Символом неустранимости нелегальной товарной и товарно-капиталистической экономики была «Сухаревка», громадная, постоянно черная от густых толп людей, рыночная площадь в самом центре суровой пролетарской диктатуры, в Москве. Там шла необычайно интенсивная торговля всем решительно и в особенности продуктами, объявленными государственной монополией; торговля с оглядкой, из-под полы, прерываемая шумными облавами, сопровождавшимися выстрелами в воздух, криком, смятением, но достигавшими лишь того, что торговля переходила на короткое время в другое место, часто в другую часть той же громадной Сухаревской площади [Крицман 1925: 137–138].

• • • •

• Что сделать:
1. Ответьте по тексту о Сухаревке на три вопроса:
(а) Символом чего названа «Сухаревка»?
(б) Продуктами какого рода там торговали особенно активно?
(в) Чего добивались облавы на площади?
Ответы пометьте теми же буквами.
2. Перескажите короче абзац текста о Сухаревке, который начинается словами «Символом неустранимости нелегальной». Главные факты сохраните.
3. Подхватите текст о Сухаревке и допишите его дальше, начав сразу после последнего предложения.

• Исходные данные:

• • • •

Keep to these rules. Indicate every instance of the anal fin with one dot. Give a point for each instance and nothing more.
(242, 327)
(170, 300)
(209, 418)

• • • •

• Ответы по порядку:
1.
(а) Символом неустранимости нелегальной товарной и товарно-капиталистической экономики.
(б) Продуктами, объявленными государственной монополией.
(в) Лишь того, что торговля ненадолго переходила в другое место, часто в другую часть той же Сухаревской площади.

2. «Сухаревка», огромная рыночная площадь в центре Москвы, всегда черная от толп, была символом неустранимости нелегальной товарной и товарно-капиталистической экономики при пролетарской диктатуре. На ней бойко торговали всем подряд, особенно продуктами госмонополии, причем тайком, из-под полы. Облавы с выстрелами в воздух, криком и суматохой лишь ненадолго сгоняли торговлю в другое место, часто в другую часть той же площади [Крицман 1925: 137–138].

3.
Несмотря на воспоминания Крицмана, для некоторых продавцов последствия рейдов могли быть неприятными. Например, во время одной милицейской облавы на блошином рынке в Нижнем Новгороде был применен подход, ставший распространенным в сталинские годы: для допроса были задержаны 400 лоточников, после чего все, кто имел нежелательный социальный статус (дезертиры – группа, которая особенно заметно фигурировала в описаниях рынков Гражданской войны, «тунеядцы», преступники и т. д.), были арестованы и отправлены в тюрьму[44]. Такие репрессии имели негативный эффект. Когда опасность произвола милиции стала слишком велика, крестьяне перестали продавать продукты питания, которые все еще были пригодны для реализации, что, в свою очередь, вынудило центральные правительственные органы опровергнуть «бессмысленные слухи» о скором запрете всей торговли вообще и запретить закрытие базаров [Устинов 1925: 37–38; Дмитренко 1966а: 320–321; Ленин 1958–1965, 37: 422–423]. Реакция политиков центрального правительства на чрезмерное усердие милиции показывала, что даже в их глазах рынок оставался необходимым социальным институтом на протяжении всего периода Гражданской войны.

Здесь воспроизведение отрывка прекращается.